**Prompt**
An exact, complete copy of the data that follows is needed.

**Data shown**
****************************************
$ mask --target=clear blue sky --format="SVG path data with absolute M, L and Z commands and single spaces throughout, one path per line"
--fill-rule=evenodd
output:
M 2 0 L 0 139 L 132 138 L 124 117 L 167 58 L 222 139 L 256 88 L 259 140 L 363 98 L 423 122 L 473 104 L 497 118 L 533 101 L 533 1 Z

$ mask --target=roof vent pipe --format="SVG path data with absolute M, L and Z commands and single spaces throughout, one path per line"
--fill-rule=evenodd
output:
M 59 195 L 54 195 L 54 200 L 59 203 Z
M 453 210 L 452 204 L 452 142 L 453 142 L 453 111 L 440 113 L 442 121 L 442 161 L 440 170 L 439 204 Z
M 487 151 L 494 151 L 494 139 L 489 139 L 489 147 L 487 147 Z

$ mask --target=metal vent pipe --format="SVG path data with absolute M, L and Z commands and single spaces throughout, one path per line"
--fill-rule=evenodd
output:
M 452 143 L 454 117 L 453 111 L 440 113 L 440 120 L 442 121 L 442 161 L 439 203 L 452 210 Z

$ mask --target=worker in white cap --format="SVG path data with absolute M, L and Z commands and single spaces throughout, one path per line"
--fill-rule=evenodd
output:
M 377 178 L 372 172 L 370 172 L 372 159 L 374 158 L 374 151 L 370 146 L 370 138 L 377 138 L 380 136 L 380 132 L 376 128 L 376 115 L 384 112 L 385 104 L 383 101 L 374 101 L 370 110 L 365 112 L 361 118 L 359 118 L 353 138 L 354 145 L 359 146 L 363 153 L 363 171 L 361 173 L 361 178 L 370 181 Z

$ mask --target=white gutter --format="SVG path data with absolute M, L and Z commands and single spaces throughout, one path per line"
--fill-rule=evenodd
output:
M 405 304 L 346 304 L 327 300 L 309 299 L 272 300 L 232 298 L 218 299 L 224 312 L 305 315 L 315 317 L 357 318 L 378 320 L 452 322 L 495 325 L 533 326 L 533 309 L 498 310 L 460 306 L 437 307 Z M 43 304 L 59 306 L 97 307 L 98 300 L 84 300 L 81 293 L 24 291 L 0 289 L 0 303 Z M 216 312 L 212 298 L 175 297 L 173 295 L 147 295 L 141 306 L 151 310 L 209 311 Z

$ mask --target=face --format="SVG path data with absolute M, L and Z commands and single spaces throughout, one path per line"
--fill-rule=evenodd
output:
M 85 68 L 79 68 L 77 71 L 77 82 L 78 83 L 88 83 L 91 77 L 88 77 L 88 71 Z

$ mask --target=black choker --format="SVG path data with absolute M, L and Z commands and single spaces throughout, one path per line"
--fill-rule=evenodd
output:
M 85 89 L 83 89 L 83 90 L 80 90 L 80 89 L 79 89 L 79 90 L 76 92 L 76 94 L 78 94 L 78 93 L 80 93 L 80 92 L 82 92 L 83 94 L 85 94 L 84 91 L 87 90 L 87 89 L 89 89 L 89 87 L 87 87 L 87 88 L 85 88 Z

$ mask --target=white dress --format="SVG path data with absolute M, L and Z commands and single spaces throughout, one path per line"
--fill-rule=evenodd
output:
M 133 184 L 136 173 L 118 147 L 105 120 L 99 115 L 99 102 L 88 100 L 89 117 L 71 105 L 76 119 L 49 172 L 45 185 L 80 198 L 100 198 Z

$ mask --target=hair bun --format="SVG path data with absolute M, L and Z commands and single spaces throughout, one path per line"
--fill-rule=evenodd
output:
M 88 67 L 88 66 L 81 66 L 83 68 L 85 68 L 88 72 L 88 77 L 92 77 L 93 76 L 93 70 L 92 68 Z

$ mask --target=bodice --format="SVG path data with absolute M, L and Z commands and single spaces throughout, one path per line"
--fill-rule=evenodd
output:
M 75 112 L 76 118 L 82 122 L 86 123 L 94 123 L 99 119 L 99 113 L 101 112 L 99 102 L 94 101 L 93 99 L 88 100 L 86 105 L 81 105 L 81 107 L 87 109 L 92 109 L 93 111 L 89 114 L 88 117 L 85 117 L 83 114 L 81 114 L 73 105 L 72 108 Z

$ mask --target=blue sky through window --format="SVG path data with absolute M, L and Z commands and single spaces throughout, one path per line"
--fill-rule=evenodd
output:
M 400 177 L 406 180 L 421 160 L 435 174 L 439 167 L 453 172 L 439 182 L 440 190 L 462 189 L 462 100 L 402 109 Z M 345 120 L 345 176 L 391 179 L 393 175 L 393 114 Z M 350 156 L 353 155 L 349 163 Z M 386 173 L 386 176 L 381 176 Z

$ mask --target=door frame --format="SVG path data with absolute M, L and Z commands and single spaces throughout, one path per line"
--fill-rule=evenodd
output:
****************************************
**Exercise output**
$ mask --target=clear blue sky --format="SVG path data with absolute M, L and Z commands and single spaces throughout, one path per line"
--fill-rule=evenodd
output:
M 2 0 L 0 139 L 132 138 L 124 117 L 167 58 L 222 139 L 256 88 L 259 140 L 363 98 L 423 122 L 473 104 L 497 118 L 533 101 L 533 1 Z

$ mask --target=roof vent pipe --format="SVG path data with absolute M, L and Z commands and single spaces throughout, one path per line"
--fill-rule=evenodd
output:
M 59 195 L 54 195 L 54 200 L 59 203 Z
M 453 210 L 452 204 L 452 142 L 453 142 L 453 111 L 440 113 L 442 121 L 442 161 L 440 170 L 439 204 Z
M 487 151 L 494 151 L 494 139 L 489 139 L 489 147 L 487 147 Z

$ mask --target=metal vent pipe --format="SVG path data with absolute M, L and Z commands and single spaces throughout, one path per line"
--fill-rule=evenodd
output:
M 452 143 L 454 117 L 453 111 L 440 113 L 440 120 L 442 121 L 442 161 L 439 203 L 452 210 Z

$ mask --target=worker in white cap --format="SVG path data with absolute M, L and Z commands and single spaces throughout, one path per line"
--fill-rule=evenodd
output:
M 377 178 L 372 172 L 370 172 L 372 159 L 374 158 L 374 151 L 370 146 L 370 138 L 377 138 L 380 136 L 380 132 L 376 128 L 376 115 L 384 112 L 385 104 L 383 101 L 374 101 L 370 110 L 365 112 L 361 118 L 359 118 L 353 138 L 354 145 L 359 146 L 363 153 L 363 171 L 361 173 L 361 178 L 370 181 Z

$ mask --target=white gutter --format="SVG path data with absolute M, L and Z commands and single spaces throughout, one path per line"
--fill-rule=evenodd
output:
M 405 304 L 346 304 L 327 300 L 309 299 L 272 300 L 232 298 L 218 299 L 224 312 L 305 315 L 315 317 L 357 318 L 378 320 L 452 322 L 495 325 L 533 326 L 533 309 L 498 310 L 460 306 L 437 307 Z M 43 304 L 59 306 L 97 307 L 98 300 L 84 300 L 81 293 L 24 291 L 0 289 L 0 303 Z M 216 312 L 212 298 L 175 297 L 173 295 L 147 295 L 141 306 L 151 310 L 209 311 Z

$ mask --target=face --format="SVG path data with absolute M, L and Z commands and single spaces throughout, one path per line"
--fill-rule=evenodd
output:
M 85 68 L 79 68 L 77 71 L 77 82 L 78 83 L 88 83 L 91 77 L 88 77 L 88 71 Z

$ mask --target=black choker --format="SVG path data with absolute M, L and Z commands and single spaces throughout, one path per line"
--fill-rule=evenodd
output:
M 85 89 L 83 89 L 83 90 L 80 90 L 80 89 L 79 89 L 79 90 L 76 92 L 76 94 L 78 94 L 78 93 L 80 93 L 80 92 L 82 92 L 83 94 L 85 94 L 84 91 L 87 90 L 87 89 L 89 89 L 89 87 L 87 87 L 87 88 L 85 88 Z

$ mask --target=white dress --format="SVG path data with absolute M, L and Z commands and single spaces throughout, one path per line"
--fill-rule=evenodd
output:
M 133 184 L 136 173 L 118 147 L 105 120 L 99 115 L 99 102 L 88 100 L 89 117 L 71 105 L 76 119 L 49 172 L 45 185 L 80 198 L 100 198 Z

$ mask --target=hair bun --format="SVG path data with absolute M, L and Z commands and single spaces throughout, one path per line"
--fill-rule=evenodd
output:
M 88 67 L 88 66 L 81 66 L 83 68 L 85 68 L 88 72 L 88 77 L 92 77 L 93 76 L 93 70 L 92 68 Z

$ mask --target=bodice --format="SVG path data with absolute M, L and Z commands and single spaces throughout, one path per line"
--fill-rule=evenodd
output:
M 75 112 L 76 118 L 82 122 L 86 123 L 94 123 L 99 119 L 99 113 L 101 112 L 99 102 L 94 101 L 93 99 L 88 100 L 86 105 L 81 105 L 81 107 L 87 109 L 92 109 L 93 111 L 89 114 L 88 117 L 85 117 L 83 114 L 81 114 L 73 105 L 72 108 Z

$ mask --target=blue sky through window --format="SVG path data with absolute M, L and Z commands and single spaces throughout, one path per line"
--fill-rule=evenodd
output:
M 400 177 L 406 180 L 421 160 L 435 174 L 439 167 L 453 172 L 439 182 L 440 190 L 462 189 L 462 100 L 402 109 Z M 345 120 L 345 176 L 391 179 L 393 175 L 393 114 Z M 350 156 L 353 155 L 349 163 Z M 386 173 L 386 176 L 381 176 Z

$ mask --target=door frame --format="SVG path data with absolute M, L and Z commands and single spaces throughout, one path per line"
--fill-rule=evenodd
output:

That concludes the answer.